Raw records
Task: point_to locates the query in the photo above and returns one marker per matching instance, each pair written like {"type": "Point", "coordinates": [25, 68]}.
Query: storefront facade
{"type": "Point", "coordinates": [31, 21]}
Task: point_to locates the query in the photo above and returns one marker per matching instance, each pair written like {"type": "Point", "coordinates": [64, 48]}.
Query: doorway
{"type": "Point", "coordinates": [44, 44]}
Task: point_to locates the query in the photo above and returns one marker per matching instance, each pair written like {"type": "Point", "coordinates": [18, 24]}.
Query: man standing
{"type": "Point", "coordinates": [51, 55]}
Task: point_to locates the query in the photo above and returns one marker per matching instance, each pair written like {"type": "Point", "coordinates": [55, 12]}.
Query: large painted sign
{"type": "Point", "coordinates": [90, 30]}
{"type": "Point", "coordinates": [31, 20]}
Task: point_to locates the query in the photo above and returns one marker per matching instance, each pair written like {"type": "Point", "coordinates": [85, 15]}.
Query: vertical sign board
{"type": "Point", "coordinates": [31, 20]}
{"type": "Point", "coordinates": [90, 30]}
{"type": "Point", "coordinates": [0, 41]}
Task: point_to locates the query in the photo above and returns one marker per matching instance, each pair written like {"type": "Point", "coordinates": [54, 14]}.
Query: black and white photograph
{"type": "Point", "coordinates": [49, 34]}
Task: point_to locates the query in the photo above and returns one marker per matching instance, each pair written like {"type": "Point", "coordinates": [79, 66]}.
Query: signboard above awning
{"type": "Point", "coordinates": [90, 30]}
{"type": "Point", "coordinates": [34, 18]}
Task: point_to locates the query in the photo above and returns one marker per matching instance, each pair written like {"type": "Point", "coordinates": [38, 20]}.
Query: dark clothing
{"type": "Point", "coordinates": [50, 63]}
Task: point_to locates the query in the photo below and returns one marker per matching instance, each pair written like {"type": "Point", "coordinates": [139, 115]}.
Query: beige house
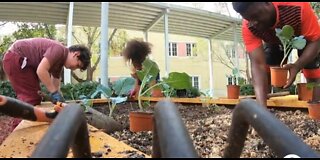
{"type": "Point", "coordinates": [187, 54]}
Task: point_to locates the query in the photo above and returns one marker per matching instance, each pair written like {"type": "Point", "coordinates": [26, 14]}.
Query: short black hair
{"type": "Point", "coordinates": [241, 7]}
{"type": "Point", "coordinates": [85, 55]}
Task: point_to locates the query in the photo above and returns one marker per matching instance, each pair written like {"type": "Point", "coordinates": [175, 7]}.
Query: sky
{"type": "Point", "coordinates": [9, 28]}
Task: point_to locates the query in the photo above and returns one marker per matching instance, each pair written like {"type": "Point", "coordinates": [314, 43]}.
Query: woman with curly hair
{"type": "Point", "coordinates": [135, 53]}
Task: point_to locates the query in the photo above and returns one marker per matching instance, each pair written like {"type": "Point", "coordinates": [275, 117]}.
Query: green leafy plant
{"type": "Point", "coordinates": [232, 79]}
{"type": "Point", "coordinates": [148, 74]}
{"type": "Point", "coordinates": [6, 89]}
{"type": "Point", "coordinates": [289, 42]}
{"type": "Point", "coordinates": [117, 93]}
{"type": "Point", "coordinates": [205, 97]}
{"type": "Point", "coordinates": [311, 85]}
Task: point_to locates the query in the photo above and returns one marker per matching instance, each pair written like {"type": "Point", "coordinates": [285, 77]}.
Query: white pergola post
{"type": "Point", "coordinates": [145, 36]}
{"type": "Point", "coordinates": [67, 72]}
{"type": "Point", "coordinates": [166, 41]}
{"type": "Point", "coordinates": [104, 43]}
{"type": "Point", "coordinates": [210, 67]}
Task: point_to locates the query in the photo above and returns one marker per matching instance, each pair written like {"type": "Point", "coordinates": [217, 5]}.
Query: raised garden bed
{"type": "Point", "coordinates": [209, 126]}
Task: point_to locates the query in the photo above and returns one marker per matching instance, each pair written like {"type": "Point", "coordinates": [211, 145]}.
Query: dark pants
{"type": "Point", "coordinates": [24, 82]}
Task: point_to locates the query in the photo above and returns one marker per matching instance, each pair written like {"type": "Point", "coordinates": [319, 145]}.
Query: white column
{"type": "Point", "coordinates": [67, 72]}
{"type": "Point", "coordinates": [104, 43]}
{"type": "Point", "coordinates": [210, 66]}
{"type": "Point", "coordinates": [235, 50]}
{"type": "Point", "coordinates": [166, 41]}
{"type": "Point", "coordinates": [146, 36]}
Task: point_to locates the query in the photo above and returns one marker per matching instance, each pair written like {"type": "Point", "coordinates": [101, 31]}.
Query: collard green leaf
{"type": "Point", "coordinates": [287, 31]}
{"type": "Point", "coordinates": [123, 85]}
{"type": "Point", "coordinates": [150, 68]}
{"type": "Point", "coordinates": [178, 80]}
{"type": "Point", "coordinates": [299, 42]}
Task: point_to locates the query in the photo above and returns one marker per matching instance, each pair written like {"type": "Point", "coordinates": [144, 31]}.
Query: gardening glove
{"type": "Point", "coordinates": [293, 71]}
{"type": "Point", "coordinates": [56, 97]}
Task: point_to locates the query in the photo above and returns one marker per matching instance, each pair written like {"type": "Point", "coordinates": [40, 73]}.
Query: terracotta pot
{"type": "Point", "coordinates": [278, 76]}
{"type": "Point", "coordinates": [157, 92]}
{"type": "Point", "coordinates": [304, 93]}
{"type": "Point", "coordinates": [233, 91]}
{"type": "Point", "coordinates": [314, 110]}
{"type": "Point", "coordinates": [141, 121]}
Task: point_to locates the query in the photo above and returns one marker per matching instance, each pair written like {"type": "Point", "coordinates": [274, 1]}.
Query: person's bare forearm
{"type": "Point", "coordinates": [260, 83]}
{"type": "Point", "coordinates": [56, 82]}
{"type": "Point", "coordinates": [309, 54]}
{"type": "Point", "coordinates": [44, 77]}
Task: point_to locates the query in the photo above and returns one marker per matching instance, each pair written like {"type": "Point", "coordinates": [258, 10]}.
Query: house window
{"type": "Point", "coordinates": [195, 82]}
{"type": "Point", "coordinates": [191, 51]}
{"type": "Point", "coordinates": [173, 49]}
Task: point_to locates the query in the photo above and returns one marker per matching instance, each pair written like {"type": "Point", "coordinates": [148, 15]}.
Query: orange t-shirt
{"type": "Point", "coordinates": [310, 27]}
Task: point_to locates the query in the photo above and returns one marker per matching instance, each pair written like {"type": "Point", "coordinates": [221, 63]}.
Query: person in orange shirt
{"type": "Point", "coordinates": [258, 30]}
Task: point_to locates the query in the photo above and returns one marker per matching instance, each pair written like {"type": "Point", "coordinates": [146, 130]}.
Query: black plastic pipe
{"type": "Point", "coordinates": [68, 129]}
{"type": "Point", "coordinates": [273, 132]}
{"type": "Point", "coordinates": [171, 138]}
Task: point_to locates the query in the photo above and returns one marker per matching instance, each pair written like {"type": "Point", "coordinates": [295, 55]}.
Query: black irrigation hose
{"type": "Point", "coordinates": [273, 132]}
{"type": "Point", "coordinates": [170, 136]}
{"type": "Point", "coordinates": [68, 129]}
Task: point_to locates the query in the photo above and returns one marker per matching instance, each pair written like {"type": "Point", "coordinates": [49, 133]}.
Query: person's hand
{"type": "Point", "coordinates": [134, 91]}
{"type": "Point", "coordinates": [293, 71]}
{"type": "Point", "coordinates": [56, 97]}
{"type": "Point", "coordinates": [59, 106]}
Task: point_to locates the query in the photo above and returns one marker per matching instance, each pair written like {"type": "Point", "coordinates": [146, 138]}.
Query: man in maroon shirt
{"type": "Point", "coordinates": [31, 61]}
{"type": "Point", "coordinates": [260, 19]}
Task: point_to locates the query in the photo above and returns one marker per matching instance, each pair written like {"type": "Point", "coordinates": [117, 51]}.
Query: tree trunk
{"type": "Point", "coordinates": [102, 121]}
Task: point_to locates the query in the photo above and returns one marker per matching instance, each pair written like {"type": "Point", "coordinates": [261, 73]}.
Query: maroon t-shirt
{"type": "Point", "coordinates": [37, 48]}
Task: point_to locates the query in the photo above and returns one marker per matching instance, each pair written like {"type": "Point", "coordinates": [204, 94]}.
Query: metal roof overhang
{"type": "Point", "coordinates": [140, 16]}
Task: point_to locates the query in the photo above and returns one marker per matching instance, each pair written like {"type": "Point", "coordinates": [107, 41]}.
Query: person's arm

● WHAT IS EXPECTED
Show every line of the items above that contains the word "hair", matching its case exactly.

● ANSWER BELOW
Query: short black hair
Query: woman with curly hair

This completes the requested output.